● COMPLETE THE FOLLOWING
**A.** Duplicate the stretch of the blog post below from "Still working on" through "done and all.".
**B.** In the blog post below, what shift will the writer work on the first day on the job?

● EXCERPTED TEXT
Tag Archive: personal problem


Say…

Still working on the last installment of the Say What You Want series. I wrote another 1100 of it so far today and might not get a chance to add much more to it, either. However, it’s a start, and tomorrow I have my full child-free time. My first day on the job is Sunday night — I’m working 12-8am, every other night for my first week. I’m sure my second week’ll be a little different. Training and all that needing to be done and all. 

I am starting to figure out exactly how this piece ends — though I’m a little surprised it’s ending that way. Then again, this is what my characters do, so I shouldn’t be that surprised. And then once it’s complete, I’ll start trying to compile everything together. Vicky & Mordecai part 3 should go up tomorrow — just have to get the title page and the copyright page done and then it’s going up on Amazon.

● DATASET EXCERPTS
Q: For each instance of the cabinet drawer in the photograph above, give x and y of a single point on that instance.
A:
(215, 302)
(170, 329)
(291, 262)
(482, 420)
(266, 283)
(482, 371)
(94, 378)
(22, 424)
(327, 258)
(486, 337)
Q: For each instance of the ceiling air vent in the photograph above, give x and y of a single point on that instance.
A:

* * *

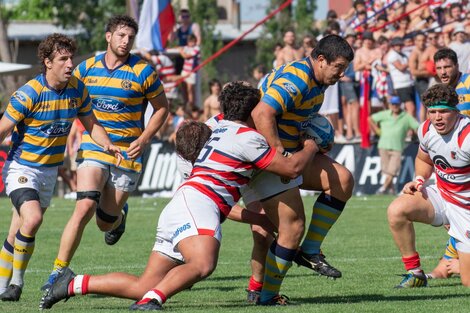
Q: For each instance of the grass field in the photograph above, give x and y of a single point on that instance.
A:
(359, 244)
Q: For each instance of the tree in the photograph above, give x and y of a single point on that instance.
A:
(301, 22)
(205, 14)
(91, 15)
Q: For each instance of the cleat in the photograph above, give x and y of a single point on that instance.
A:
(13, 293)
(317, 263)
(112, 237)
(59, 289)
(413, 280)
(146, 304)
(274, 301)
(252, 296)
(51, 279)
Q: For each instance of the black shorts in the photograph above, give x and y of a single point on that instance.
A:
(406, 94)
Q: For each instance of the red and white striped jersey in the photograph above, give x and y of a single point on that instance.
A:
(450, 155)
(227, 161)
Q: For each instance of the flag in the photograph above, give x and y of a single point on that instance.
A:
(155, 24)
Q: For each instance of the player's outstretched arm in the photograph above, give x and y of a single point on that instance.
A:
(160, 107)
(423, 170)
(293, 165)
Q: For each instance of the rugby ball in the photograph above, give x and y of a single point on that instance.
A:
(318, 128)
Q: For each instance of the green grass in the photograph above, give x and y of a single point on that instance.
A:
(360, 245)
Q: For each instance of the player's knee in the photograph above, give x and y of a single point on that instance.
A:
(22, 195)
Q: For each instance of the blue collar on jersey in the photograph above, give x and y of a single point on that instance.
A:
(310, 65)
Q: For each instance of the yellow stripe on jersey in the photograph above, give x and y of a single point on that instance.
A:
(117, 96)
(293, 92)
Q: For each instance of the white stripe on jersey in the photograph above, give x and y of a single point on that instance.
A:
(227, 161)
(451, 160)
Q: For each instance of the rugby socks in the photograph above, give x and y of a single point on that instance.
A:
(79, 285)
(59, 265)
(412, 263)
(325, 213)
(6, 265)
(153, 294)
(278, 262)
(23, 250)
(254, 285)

...

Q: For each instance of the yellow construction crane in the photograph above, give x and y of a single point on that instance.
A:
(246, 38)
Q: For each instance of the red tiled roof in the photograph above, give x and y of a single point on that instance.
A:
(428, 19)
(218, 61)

● SOLUTIONS
**A.**
Still working on the last installment of the Say What You Want series. I wrote another 1100 of it so far today and might not get a chance to add much more to it, either. However, it’s a start, and tomorrow I have my full child-free time. My first day on the job is Sunday night — I’m working 12-8am, every other night for my first week. I’m sure my second week’ll be a little different. Training and all that needing to be done and all.

**B.** 12-8am, starting Sunday night.